Extracted data:
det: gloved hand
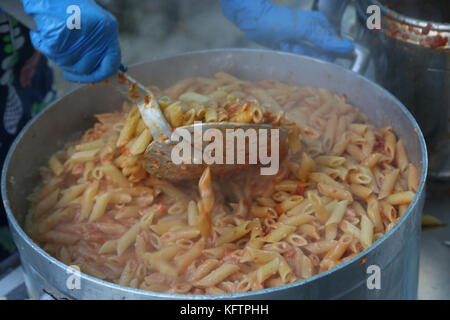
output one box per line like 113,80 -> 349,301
222,0 -> 354,61
22,0 -> 121,83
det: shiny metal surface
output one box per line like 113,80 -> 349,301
2,49 -> 428,299
356,0 -> 449,179
418,181 -> 450,300
351,44 -> 371,74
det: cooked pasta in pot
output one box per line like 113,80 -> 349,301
26,72 -> 420,294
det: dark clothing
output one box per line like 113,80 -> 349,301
0,13 -> 55,259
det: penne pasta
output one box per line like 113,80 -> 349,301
26,74 -> 419,295
378,169 -> 400,200
386,191 -> 415,205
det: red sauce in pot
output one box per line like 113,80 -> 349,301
419,35 -> 448,49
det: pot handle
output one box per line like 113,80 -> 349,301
316,0 -> 370,74
350,43 -> 370,74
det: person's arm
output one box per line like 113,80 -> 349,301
21,0 -> 121,83
221,0 -> 353,61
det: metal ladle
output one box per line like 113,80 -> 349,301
110,68 -> 287,180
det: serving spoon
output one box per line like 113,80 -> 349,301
109,67 -> 287,180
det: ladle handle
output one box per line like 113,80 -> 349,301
109,65 -> 173,143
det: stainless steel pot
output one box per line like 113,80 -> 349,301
2,49 -> 428,299
356,0 -> 449,178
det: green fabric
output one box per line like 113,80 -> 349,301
9,52 -> 19,68
32,102 -> 46,114
4,43 -> 13,53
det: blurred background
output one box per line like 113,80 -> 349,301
52,0 -> 258,95
52,0 -> 322,96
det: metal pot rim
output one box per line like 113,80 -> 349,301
371,0 -> 450,31
1,48 -> 428,299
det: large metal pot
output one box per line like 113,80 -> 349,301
356,0 -> 449,178
2,49 -> 427,299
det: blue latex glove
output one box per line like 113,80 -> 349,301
222,0 -> 354,61
22,0 -> 121,83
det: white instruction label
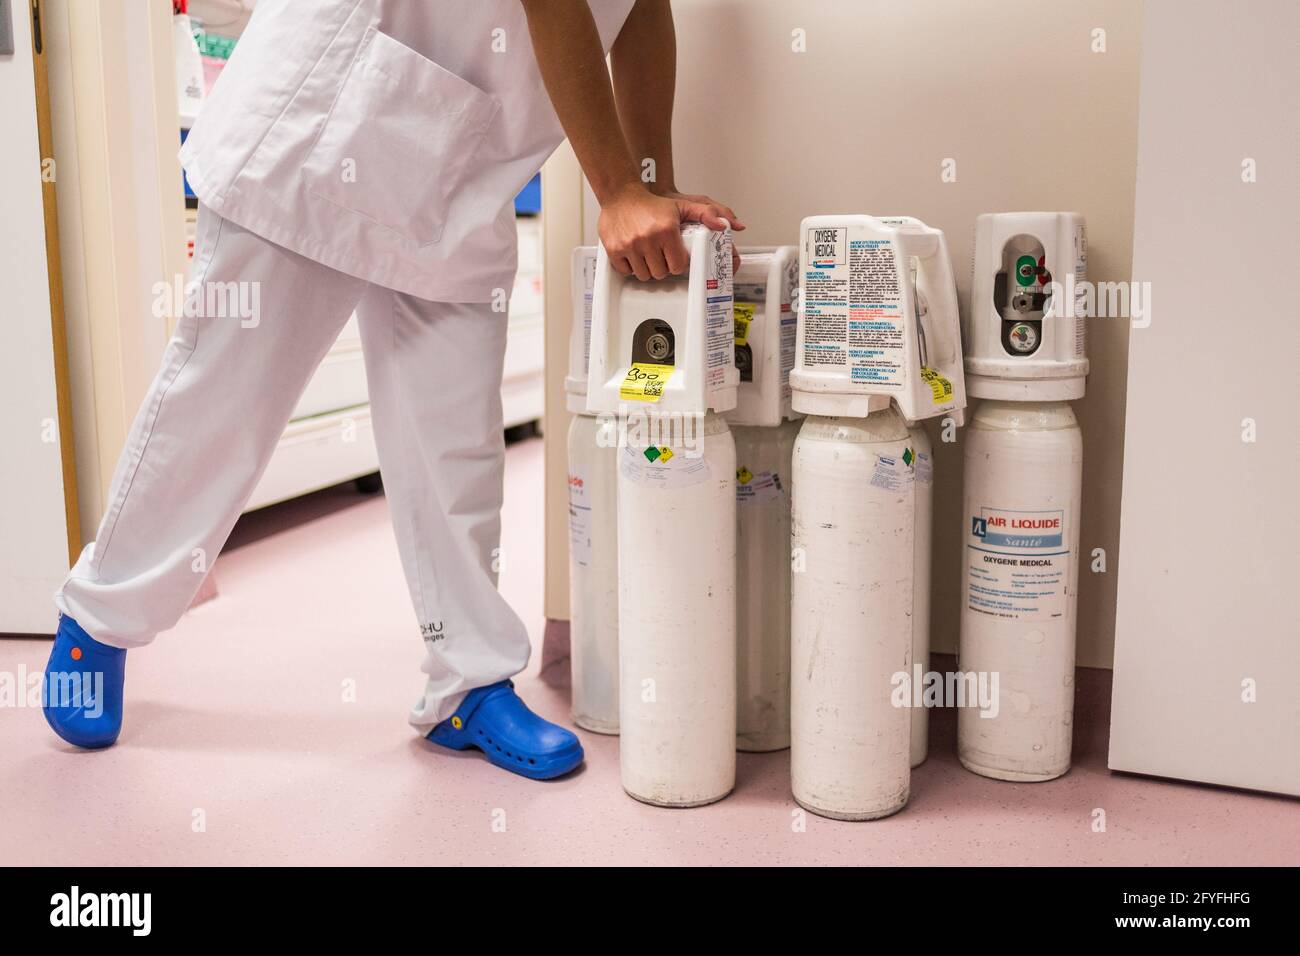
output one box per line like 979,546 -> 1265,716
704,230 -> 734,390
619,444 -> 712,490
780,258 -> 798,399
582,255 -> 596,368
1073,223 -> 1088,358
802,225 -> 904,388
966,506 -> 1069,621
567,471 -> 592,568
736,467 -> 785,506
914,448 -> 933,487
869,451 -> 915,493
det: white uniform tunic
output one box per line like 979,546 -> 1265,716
180,0 -> 636,301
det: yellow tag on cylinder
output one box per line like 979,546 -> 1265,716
620,363 -> 675,402
920,365 -> 953,404
733,302 -> 755,347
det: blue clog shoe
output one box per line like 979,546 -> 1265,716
427,680 -> 584,780
43,615 -> 127,749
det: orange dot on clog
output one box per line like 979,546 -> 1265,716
70,647 -> 83,661
451,716 -> 463,729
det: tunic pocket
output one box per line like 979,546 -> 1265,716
305,27 -> 500,246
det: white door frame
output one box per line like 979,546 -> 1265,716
0,0 -> 76,632
42,0 -> 188,531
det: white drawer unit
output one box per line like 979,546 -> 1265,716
244,404 -> 379,512
502,217 -> 546,429
1108,0 -> 1300,797
502,308 -> 545,429
290,317 -> 368,421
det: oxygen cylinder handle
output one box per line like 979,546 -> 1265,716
880,218 -> 965,425
893,230 -> 940,259
895,227 -> 960,372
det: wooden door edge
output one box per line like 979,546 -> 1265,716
30,0 -> 82,565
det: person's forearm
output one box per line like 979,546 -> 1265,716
523,0 -> 739,280
519,0 -> 642,205
611,0 -> 677,195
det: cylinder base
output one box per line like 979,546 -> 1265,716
737,733 -> 790,754
572,715 -> 619,736
624,786 -> 734,809
959,756 -> 1070,783
795,794 -> 908,822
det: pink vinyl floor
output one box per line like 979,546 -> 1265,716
1,435 -> 1295,866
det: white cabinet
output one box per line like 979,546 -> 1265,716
1108,0 -> 1300,797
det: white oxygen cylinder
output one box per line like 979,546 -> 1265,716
909,423 -> 934,767
728,246 -> 800,753
957,400 -> 1082,781
733,417 -> 800,752
960,212 -> 1087,782
566,414 -> 620,733
791,408 -> 915,820
618,411 -> 737,806
565,246 -> 620,734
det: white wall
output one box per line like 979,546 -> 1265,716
666,0 -> 1143,665
1108,0 -> 1300,795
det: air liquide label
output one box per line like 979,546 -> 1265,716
802,225 -> 904,387
967,507 -> 1068,621
568,471 -> 593,568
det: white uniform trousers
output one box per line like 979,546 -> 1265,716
55,205 -> 530,730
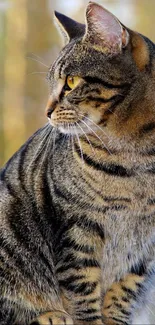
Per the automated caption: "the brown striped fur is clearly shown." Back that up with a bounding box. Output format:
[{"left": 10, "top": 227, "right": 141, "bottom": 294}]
[{"left": 1, "top": 2, "right": 155, "bottom": 325}]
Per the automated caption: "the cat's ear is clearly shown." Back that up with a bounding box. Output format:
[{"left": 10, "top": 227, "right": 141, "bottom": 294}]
[
  {"left": 54, "top": 11, "right": 85, "bottom": 45},
  {"left": 83, "top": 2, "right": 129, "bottom": 54}
]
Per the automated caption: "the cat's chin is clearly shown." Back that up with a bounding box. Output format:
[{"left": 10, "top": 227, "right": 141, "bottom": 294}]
[
  {"left": 48, "top": 118, "right": 91, "bottom": 135},
  {"left": 58, "top": 125, "right": 86, "bottom": 136},
  {"left": 49, "top": 116, "right": 102, "bottom": 136}
]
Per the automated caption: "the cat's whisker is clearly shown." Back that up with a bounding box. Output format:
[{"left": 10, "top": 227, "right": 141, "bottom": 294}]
[
  {"left": 29, "top": 52, "right": 48, "bottom": 65},
  {"left": 27, "top": 72, "right": 47, "bottom": 76},
  {"left": 68, "top": 129, "right": 71, "bottom": 152},
  {"left": 52, "top": 128, "right": 57, "bottom": 153},
  {"left": 78, "top": 121, "right": 103, "bottom": 165},
  {"left": 27, "top": 127, "right": 51, "bottom": 183},
  {"left": 79, "top": 118, "right": 112, "bottom": 155},
  {"left": 37, "top": 125, "right": 52, "bottom": 155},
  {"left": 71, "top": 134, "right": 75, "bottom": 156},
  {"left": 26, "top": 56, "right": 49, "bottom": 68},
  {"left": 67, "top": 124, "right": 71, "bottom": 156},
  {"left": 76, "top": 122, "right": 96, "bottom": 158},
  {"left": 146, "top": 305, "right": 155, "bottom": 319},
  {"left": 36, "top": 128, "right": 53, "bottom": 180},
  {"left": 70, "top": 124, "right": 75, "bottom": 157},
  {"left": 74, "top": 125, "right": 84, "bottom": 165},
  {"left": 51, "top": 127, "right": 57, "bottom": 171},
  {"left": 27, "top": 124, "right": 51, "bottom": 174},
  {"left": 107, "top": 107, "right": 118, "bottom": 117},
  {"left": 79, "top": 113, "right": 112, "bottom": 143},
  {"left": 69, "top": 125, "right": 75, "bottom": 160}
]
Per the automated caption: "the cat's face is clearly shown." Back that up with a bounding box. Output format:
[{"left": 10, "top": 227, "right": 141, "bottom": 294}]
[{"left": 46, "top": 2, "right": 151, "bottom": 139}]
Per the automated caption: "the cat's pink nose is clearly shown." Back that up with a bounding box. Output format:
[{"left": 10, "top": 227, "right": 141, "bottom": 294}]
[{"left": 45, "top": 96, "right": 58, "bottom": 118}]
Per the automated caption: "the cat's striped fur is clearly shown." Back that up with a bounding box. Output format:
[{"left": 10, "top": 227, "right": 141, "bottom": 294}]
[{"left": 1, "top": 2, "right": 155, "bottom": 324}]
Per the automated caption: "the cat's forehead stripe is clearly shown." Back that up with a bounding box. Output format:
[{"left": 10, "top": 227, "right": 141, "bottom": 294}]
[
  {"left": 54, "top": 44, "right": 76, "bottom": 80},
  {"left": 59, "top": 61, "right": 65, "bottom": 78},
  {"left": 53, "top": 46, "right": 71, "bottom": 79},
  {"left": 53, "top": 59, "right": 65, "bottom": 80}
]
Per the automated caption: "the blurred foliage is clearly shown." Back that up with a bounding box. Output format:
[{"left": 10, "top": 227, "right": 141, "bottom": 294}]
[{"left": 0, "top": 0, "right": 155, "bottom": 166}]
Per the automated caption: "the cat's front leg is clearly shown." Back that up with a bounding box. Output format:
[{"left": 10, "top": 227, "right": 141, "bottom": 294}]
[
  {"left": 59, "top": 267, "right": 103, "bottom": 325},
  {"left": 56, "top": 229, "right": 104, "bottom": 325},
  {"left": 30, "top": 310, "right": 73, "bottom": 325},
  {"left": 102, "top": 273, "right": 145, "bottom": 325}
]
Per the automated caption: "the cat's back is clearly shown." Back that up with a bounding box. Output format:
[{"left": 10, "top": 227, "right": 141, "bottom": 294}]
[
  {"left": 0, "top": 124, "right": 60, "bottom": 226},
  {"left": 0, "top": 124, "right": 54, "bottom": 192}
]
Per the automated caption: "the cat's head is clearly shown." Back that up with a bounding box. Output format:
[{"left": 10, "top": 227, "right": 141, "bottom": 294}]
[{"left": 46, "top": 2, "right": 155, "bottom": 142}]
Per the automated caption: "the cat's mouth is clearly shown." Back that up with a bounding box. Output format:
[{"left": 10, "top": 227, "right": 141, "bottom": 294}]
[
  {"left": 46, "top": 94, "right": 103, "bottom": 136},
  {"left": 48, "top": 114, "right": 101, "bottom": 136},
  {"left": 46, "top": 98, "right": 103, "bottom": 136}
]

Task to carry out:
The answer must consist solely of the lines from the first line of the records through the line containing "det: cooked pasta in pot", reproduced exactly and without the pictures.

Completed task:
det: gloved hand
output one box per line like 113,80 -> 349,301
222,0 -> 354,61
22,0 -> 121,83
det: shiny metal surface
output one box per line like 113,80 -> 349,301
2,49 -> 428,299
356,0 -> 449,179
418,181 -> 450,300
351,44 -> 371,74
det: cooked pasta in pot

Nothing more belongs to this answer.